Page extract:
— BEGIN —

This was going to be my recommendation. I ride my converted (rigid, aluminum frame, steel fork) MTB with 1.5" tires through some pretty nasty back woods dirt roads (frost heave, washouts, washboards from the tractor traffic, series of 4-6" deep potholes, etc) plus some trails and it's not unbearable. I've never hit anything on the paved road that was any worse, and I've hit washed out railroad tracks and the like.

Get an older steel MTB with 26" semi-slick tires and maybe a suspension fork and you'll be golden. Go with thicker tubes and run lower pressure in them to help absorb. It wont be as easy to ride, but you'll adjust and probably be a lot more comfortable. They'll probably ride better than the super soft sprung hybrids and handle better to boot.


----------



## MikeBiker (Mar 9, 2003)

I recommend moving to an area that has decent roads.


----------



## SilasCL (Jun 14, 2004)

TomBrooklyn said:


> Hi Joe, I was new to cycling a few months ago and it bothered me from the getgo. I have waited to make sure of what I have to do--and I have do something about the torture. An occassional railroad track is nothing compared to what I have to go through around here on some streets.
> 
> There is one thing I haven't tried yet which I could try before I get a new bike--that's to get a Technomic Stem and raise my bars. That will take a lot of the weight off my hands.


Keep the weight off your hands and keep your arms and elbows loose. Your hands shouldn't be absorbing all the shock. Fit may be an issue here, as you're thinking.


----------



## poretexman (Jun 4, 2002)

Such areas seem to be fast disappearing.


----------



## slowrider (Mar 12, 2004)

— END —

Material:
— BEGIN —

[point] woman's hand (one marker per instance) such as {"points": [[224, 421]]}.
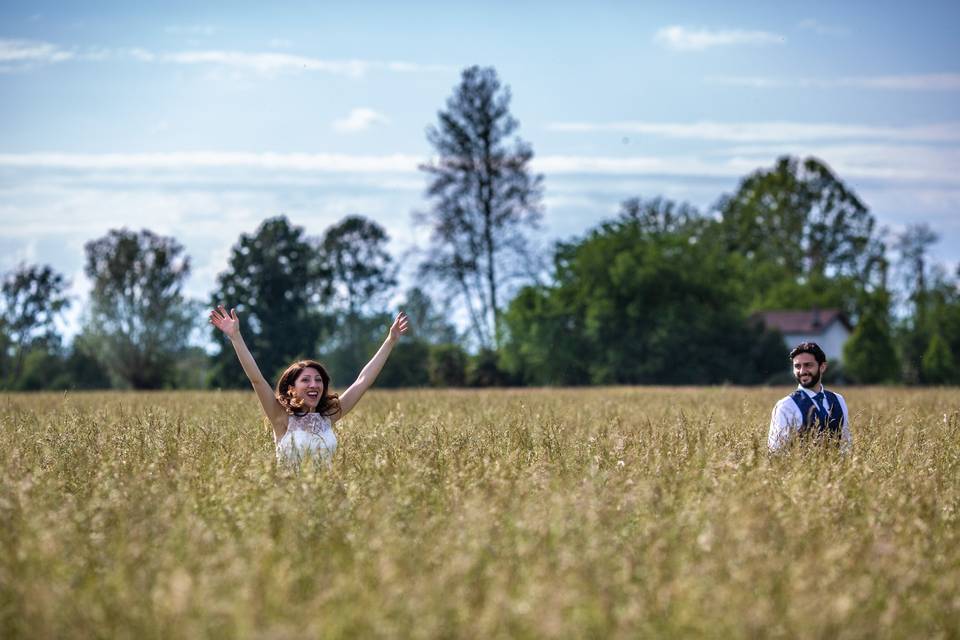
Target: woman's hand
{"points": [[229, 323], [399, 327]]}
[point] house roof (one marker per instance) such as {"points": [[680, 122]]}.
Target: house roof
{"points": [[813, 322]]}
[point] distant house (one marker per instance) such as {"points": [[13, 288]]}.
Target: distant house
{"points": [[829, 328]]}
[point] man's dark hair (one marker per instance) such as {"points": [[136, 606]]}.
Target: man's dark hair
{"points": [[809, 347]]}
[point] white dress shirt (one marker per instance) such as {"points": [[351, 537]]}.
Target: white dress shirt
{"points": [[786, 420]]}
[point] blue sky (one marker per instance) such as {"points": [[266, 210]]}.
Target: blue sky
{"points": [[201, 121]]}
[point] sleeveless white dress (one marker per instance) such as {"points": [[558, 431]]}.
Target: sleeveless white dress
{"points": [[310, 435]]}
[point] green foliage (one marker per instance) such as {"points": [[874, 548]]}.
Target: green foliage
{"points": [[351, 344], [408, 366], [483, 370], [869, 356], [31, 298], [139, 321], [806, 237], [362, 277], [277, 286], [647, 298], [939, 365], [447, 365], [484, 200], [362, 273]]}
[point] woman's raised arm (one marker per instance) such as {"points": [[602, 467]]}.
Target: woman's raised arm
{"points": [[350, 397], [229, 323]]}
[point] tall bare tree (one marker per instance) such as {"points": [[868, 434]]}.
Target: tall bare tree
{"points": [[485, 200]]}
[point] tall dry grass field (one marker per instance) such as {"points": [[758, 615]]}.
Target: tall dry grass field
{"points": [[537, 513]]}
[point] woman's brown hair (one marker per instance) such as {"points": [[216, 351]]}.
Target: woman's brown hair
{"points": [[329, 404]]}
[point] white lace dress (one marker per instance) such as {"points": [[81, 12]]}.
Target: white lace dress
{"points": [[309, 435]]}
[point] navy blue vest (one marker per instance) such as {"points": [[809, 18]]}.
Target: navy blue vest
{"points": [[830, 422]]}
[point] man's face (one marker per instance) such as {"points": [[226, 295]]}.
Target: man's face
{"points": [[807, 371]]}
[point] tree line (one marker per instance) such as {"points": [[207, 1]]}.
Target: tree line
{"points": [[660, 293]]}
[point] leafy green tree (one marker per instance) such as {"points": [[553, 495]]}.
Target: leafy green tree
{"points": [[277, 285], [641, 299], [362, 277], [916, 277], [807, 238], [408, 366], [939, 366], [485, 201], [32, 298], [869, 355], [139, 321], [447, 365]]}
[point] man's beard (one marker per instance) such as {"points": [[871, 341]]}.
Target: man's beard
{"points": [[814, 380]]}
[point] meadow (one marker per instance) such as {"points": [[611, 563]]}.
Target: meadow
{"points": [[555, 513]]}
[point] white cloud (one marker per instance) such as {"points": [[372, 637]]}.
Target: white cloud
{"points": [[268, 63], [21, 54], [310, 162], [193, 30], [890, 162], [681, 38], [768, 131], [359, 119], [906, 82]]}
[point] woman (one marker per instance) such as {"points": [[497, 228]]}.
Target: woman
{"points": [[301, 409]]}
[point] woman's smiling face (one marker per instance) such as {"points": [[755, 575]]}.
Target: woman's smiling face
{"points": [[308, 387]]}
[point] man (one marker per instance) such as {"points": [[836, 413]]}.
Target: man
{"points": [[811, 411]]}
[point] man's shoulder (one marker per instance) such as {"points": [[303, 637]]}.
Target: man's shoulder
{"points": [[840, 396], [786, 400]]}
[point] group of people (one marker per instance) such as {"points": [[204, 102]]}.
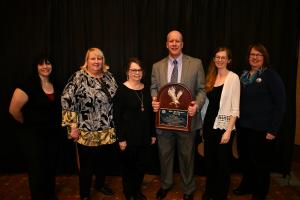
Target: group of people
{"points": [[97, 112]]}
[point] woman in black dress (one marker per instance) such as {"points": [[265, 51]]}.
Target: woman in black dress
{"points": [[134, 128]]}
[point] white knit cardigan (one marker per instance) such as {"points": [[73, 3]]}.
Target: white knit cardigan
{"points": [[229, 102]]}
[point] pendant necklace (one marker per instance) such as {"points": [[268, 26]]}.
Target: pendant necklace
{"points": [[141, 100]]}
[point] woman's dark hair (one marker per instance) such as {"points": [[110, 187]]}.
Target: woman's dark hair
{"points": [[137, 61], [40, 59], [263, 50]]}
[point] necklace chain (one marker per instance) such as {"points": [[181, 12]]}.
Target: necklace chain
{"points": [[141, 100]]}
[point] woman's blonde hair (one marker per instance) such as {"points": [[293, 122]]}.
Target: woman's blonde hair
{"points": [[104, 67]]}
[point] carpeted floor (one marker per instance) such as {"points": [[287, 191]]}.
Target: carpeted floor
{"points": [[15, 187]]}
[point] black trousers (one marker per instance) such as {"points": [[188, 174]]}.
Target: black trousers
{"points": [[133, 161], [40, 147], [93, 161], [255, 153], [217, 164]]}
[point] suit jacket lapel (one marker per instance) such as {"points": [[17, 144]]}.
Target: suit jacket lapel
{"points": [[165, 71], [185, 69]]}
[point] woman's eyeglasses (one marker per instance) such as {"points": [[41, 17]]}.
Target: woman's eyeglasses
{"points": [[255, 55], [220, 58], [136, 70]]}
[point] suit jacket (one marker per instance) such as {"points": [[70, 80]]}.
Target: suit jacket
{"points": [[192, 77]]}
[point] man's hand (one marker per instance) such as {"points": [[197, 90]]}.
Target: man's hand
{"points": [[155, 104], [192, 109]]}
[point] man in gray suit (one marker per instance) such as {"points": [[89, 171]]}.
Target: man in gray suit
{"points": [[189, 71]]}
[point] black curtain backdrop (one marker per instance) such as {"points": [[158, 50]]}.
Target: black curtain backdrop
{"points": [[126, 28]]}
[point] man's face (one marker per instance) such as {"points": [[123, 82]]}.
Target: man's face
{"points": [[174, 43]]}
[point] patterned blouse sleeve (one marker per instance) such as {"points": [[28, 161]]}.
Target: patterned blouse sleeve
{"points": [[69, 103]]}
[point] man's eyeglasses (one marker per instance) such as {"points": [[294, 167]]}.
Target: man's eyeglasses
{"points": [[220, 58], [135, 70], [255, 55]]}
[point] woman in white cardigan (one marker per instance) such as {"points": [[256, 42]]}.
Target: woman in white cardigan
{"points": [[223, 92]]}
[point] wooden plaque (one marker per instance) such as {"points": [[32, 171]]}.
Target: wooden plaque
{"points": [[174, 101]]}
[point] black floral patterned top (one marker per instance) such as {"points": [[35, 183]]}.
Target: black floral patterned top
{"points": [[87, 104]]}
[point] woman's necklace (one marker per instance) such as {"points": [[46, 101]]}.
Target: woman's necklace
{"points": [[141, 100]]}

— END —

Task directions:
Reproduce word for word the passage of the bike-comfort thread starting with "Keep the weight" and going on through "be fast disappearing.".

Reply:
Keep the weight off your hands and keep your arms and elbows loose. Your hands shouldn't be absorbing all the shock. Fit may be an issue here, as you're thinking.


----------



## poretexman (Jun 4, 2002)

Such areas seem to be fast disappearing.